• _Your instructions_: Pick up the passage on social value below after its final sentence and continue it in the same technical register.

Social Value
Area: Community participation
Social value (SV) is a wide-ranging concept that encompasses the wider economic, social and environmental well-being impacts of a specific activity. Given its applicability across various sectors, diverse interpretations and definitions exist, often leading to its interchangeable use with other terms, such as social impact. This interchangeability makes it difficult to establish a universally accepted definition that satisfies all stakeholders, contributing to the term’s adaptability and to a variety of methods for identification, monitoring, measurement and demonstration.
Nevertheless, common themes emerge from literature definitions. First, SV involves maximizing benefits for communities and society beyond an organisation's primary goals, which requires innovation and a focus that goes beyond financial values. It is often referred to as the added value of an intervention. Second, the short-, medium- and long-term effects of activities, as well as their broader community reach, need to be assessed in terms of a life-cycle project perspective. Thirdly, SV aligns with the triple bottom line of sustainability, which underlines social, environmental and economic considerations in well-being.

• _Dataset excerpts_:
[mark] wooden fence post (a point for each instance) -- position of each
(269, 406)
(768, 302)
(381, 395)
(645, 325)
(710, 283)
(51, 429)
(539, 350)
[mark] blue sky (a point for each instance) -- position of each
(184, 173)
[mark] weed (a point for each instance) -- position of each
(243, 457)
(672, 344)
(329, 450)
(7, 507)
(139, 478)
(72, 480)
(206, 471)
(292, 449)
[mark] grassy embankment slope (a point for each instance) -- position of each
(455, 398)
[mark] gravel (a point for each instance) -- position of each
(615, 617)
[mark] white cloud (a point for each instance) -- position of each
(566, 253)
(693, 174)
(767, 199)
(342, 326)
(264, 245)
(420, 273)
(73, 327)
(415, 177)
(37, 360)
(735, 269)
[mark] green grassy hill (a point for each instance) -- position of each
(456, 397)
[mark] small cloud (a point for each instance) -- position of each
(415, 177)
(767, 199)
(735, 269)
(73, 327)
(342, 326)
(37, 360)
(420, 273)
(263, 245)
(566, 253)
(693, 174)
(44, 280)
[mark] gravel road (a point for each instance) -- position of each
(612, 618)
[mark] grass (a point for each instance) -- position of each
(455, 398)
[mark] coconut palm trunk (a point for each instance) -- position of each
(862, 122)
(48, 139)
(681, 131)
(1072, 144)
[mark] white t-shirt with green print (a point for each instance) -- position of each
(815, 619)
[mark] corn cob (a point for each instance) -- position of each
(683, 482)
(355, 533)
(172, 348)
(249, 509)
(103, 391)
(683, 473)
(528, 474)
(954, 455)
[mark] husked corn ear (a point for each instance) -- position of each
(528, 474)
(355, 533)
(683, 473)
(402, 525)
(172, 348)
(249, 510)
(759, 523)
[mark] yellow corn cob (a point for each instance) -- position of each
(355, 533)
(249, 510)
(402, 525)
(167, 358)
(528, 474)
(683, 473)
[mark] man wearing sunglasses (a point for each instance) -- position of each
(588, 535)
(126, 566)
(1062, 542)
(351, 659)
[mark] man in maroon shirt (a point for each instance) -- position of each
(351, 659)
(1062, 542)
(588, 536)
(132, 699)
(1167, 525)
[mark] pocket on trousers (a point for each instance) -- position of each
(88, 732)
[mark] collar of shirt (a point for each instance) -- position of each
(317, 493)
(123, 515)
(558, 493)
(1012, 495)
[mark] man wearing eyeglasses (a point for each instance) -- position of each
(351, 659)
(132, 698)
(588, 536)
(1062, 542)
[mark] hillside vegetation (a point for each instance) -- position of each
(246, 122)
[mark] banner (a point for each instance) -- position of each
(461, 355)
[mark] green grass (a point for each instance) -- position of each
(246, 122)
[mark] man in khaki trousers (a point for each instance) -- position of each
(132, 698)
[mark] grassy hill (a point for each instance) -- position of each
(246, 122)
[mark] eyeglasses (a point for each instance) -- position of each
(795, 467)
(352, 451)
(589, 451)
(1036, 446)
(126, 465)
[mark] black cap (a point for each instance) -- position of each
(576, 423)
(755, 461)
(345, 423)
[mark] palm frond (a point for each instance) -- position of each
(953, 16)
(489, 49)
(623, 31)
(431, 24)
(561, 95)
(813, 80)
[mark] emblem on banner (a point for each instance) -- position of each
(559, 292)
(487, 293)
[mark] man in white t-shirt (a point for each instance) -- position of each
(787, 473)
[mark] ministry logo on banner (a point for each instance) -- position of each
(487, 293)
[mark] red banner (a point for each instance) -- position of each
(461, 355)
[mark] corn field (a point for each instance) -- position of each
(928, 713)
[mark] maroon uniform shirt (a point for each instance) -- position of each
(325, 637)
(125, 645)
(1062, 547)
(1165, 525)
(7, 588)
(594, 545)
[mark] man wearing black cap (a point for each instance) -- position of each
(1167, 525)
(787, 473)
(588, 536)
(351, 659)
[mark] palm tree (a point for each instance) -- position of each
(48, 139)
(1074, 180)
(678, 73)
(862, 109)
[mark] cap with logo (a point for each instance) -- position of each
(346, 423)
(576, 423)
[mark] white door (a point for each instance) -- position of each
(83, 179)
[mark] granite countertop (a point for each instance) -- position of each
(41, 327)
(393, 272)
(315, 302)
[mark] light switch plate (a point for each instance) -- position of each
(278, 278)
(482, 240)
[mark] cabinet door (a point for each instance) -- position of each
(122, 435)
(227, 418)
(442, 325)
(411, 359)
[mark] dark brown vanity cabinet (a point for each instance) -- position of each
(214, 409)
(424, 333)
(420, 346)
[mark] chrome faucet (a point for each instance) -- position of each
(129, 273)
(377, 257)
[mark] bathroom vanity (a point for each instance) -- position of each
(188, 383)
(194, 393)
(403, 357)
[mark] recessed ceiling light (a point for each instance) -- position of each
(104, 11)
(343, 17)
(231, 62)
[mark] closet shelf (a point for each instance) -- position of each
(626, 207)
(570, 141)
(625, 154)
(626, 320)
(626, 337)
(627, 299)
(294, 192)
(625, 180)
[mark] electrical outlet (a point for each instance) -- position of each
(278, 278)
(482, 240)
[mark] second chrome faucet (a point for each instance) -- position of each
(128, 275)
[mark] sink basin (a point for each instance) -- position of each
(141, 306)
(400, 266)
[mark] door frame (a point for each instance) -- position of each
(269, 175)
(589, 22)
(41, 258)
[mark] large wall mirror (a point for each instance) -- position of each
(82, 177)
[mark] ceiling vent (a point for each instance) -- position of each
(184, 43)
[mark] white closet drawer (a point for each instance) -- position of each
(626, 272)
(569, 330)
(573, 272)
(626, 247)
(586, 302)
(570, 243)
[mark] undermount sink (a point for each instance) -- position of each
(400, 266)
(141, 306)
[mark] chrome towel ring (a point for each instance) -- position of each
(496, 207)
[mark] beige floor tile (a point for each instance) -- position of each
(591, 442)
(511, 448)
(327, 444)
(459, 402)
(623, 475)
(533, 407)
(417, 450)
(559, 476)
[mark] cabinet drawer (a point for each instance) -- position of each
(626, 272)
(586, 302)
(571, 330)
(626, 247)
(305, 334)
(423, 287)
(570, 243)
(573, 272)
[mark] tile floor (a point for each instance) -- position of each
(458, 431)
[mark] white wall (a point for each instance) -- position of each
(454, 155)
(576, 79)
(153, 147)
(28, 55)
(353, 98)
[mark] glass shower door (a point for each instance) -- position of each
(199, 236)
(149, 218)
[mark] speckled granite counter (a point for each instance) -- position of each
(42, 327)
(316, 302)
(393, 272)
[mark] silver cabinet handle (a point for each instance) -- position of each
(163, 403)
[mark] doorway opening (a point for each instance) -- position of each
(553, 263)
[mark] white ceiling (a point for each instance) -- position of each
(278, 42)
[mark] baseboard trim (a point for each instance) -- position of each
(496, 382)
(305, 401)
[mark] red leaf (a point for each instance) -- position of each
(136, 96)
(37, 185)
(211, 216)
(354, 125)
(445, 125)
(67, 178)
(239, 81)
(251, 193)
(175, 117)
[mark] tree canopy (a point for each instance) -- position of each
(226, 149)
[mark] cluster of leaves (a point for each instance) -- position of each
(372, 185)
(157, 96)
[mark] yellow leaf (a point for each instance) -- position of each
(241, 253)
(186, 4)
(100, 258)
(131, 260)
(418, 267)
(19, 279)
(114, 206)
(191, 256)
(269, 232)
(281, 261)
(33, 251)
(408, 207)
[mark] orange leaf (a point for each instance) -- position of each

• _Reply_:
In the UK, SV gained prominence with the introduction of the Public Services (Social Value) Act 2012. This legislation mandates organisations commissioning public services to consider and account for the wider impacts of their operations (UK Government 2012; UKGBC, 2020, 2021). The Act has provided incentives to quantitatively measure the impact of projects on communities and standardise approaches in the built environment, a sector that has been significantly influenced by this regulatory framework. Organisations such as the UK Green Building Council (UKGBC) have played a crucial role in shaping a common agenda through reports such as Delivering Social Value: Measurement (2020) and Framework for Defining Social Value (2021), which set out the steps needed to determine social value. Recognising that SV is strongly influenced by contextual factors, these publications emphasize the challenge for formulating an all-encompassing definition. Instead, they advocate for focusing efforts on developing context-specific steps and methods for measurement.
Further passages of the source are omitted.